#### [Task requirements]
Retype, with no changes, the lines from the one containing "Guideline: for each instance of the colorful" up to and including the one containing "column 366, row 253".
▼▼▼
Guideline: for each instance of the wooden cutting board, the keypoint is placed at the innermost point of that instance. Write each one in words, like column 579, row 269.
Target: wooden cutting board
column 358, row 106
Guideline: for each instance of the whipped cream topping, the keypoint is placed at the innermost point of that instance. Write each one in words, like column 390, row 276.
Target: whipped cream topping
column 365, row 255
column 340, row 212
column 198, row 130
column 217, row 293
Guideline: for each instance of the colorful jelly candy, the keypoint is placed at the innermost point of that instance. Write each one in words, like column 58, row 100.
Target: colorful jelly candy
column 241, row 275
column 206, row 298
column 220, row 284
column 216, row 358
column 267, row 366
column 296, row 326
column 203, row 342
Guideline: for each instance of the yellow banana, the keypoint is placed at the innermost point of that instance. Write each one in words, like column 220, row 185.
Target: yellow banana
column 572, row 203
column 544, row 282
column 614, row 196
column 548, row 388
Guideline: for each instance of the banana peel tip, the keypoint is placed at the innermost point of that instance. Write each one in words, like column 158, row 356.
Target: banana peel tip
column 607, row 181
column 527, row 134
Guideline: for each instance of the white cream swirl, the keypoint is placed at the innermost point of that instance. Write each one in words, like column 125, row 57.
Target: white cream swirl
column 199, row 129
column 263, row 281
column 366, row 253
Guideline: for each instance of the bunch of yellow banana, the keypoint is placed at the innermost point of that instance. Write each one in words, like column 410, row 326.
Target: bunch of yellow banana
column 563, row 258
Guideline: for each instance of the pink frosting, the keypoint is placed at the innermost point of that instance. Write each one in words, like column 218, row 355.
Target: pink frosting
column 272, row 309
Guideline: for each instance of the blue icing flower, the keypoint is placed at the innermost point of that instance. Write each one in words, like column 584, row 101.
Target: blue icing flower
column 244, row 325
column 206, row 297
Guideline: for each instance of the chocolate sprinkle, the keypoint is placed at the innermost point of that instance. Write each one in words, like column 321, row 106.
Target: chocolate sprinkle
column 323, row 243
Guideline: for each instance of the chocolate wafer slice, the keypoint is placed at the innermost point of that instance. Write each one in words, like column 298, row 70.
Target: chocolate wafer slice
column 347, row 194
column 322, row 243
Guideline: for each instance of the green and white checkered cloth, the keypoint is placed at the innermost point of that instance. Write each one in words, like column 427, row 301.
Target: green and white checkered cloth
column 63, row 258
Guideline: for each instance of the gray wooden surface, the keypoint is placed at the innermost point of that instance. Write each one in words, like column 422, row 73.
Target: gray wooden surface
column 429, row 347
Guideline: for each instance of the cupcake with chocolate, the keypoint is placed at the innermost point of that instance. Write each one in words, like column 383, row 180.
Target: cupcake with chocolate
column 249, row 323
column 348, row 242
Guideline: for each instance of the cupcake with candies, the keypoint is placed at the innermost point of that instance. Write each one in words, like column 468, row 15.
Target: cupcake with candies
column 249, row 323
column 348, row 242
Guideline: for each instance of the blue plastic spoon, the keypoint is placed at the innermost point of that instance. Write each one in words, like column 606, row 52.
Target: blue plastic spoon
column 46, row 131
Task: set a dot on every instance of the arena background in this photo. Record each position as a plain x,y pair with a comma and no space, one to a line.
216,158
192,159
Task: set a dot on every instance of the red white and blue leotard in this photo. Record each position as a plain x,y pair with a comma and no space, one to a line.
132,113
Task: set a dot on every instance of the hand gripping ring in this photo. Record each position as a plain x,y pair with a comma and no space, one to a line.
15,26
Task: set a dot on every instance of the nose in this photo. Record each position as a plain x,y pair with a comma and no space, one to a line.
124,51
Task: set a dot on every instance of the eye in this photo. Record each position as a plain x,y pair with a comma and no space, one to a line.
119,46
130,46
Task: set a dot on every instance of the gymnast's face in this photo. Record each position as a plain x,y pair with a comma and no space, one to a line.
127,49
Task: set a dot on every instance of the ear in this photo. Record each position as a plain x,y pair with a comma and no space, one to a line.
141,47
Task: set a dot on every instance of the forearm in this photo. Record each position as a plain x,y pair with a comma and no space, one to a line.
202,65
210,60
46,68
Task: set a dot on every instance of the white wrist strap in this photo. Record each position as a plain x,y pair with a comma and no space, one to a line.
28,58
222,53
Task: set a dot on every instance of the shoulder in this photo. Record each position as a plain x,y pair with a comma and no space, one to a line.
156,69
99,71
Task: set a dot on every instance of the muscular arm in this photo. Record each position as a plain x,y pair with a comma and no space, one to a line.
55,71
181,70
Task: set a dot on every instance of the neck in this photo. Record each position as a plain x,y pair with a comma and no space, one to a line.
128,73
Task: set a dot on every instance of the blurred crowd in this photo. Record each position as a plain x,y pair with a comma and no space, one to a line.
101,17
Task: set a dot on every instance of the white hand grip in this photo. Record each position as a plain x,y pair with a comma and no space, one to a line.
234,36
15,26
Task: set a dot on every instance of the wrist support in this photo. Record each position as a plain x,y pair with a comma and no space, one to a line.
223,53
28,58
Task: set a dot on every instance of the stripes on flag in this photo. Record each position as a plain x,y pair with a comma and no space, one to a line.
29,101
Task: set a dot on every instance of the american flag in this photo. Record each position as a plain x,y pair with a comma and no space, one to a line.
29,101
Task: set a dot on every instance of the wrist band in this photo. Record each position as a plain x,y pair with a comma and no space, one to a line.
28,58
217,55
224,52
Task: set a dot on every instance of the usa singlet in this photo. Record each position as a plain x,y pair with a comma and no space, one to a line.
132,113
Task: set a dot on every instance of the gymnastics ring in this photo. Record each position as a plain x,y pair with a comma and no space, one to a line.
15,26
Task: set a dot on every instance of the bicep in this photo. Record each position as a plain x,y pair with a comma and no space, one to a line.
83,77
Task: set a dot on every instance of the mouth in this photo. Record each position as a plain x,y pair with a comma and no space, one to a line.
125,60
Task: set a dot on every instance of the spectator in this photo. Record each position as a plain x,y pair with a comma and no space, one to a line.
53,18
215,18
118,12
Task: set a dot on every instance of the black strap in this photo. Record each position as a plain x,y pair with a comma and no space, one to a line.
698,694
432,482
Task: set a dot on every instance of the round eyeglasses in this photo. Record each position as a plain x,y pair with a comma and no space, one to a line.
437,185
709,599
▲▲▲
#### [Full output]
Guideline: for each instance of the colorful jelly candy, the keypoint is placed at the innermost point of that instance. Write each one in words, like column 58, row 100.
Target: colorful jelly candy
column 241, row 275
column 206, row 298
column 220, row 284
column 216, row 358
column 267, row 366
column 296, row 326
column 203, row 342
Guideline: for each instance of the yellow banana, the keypoint is placed at the innermost point of that instance. Write each one in words, like column 220, row 185.
Target: yellow banana
column 572, row 203
column 544, row 282
column 614, row 196
column 548, row 388
Guideline: for each instance of the banana peel tip, the keypoint is placed at the innermost point of that instance. Write each one in words, like column 158, row 356.
Target: banana peel tip
column 607, row 181
column 527, row 134
Guideline: for each instance of the white cream swirl, the keypoint is placed at the innermost point of that instance. Write each one in words, like column 125, row 57.
Target: white cream swirl
column 199, row 129
column 263, row 281
column 366, row 253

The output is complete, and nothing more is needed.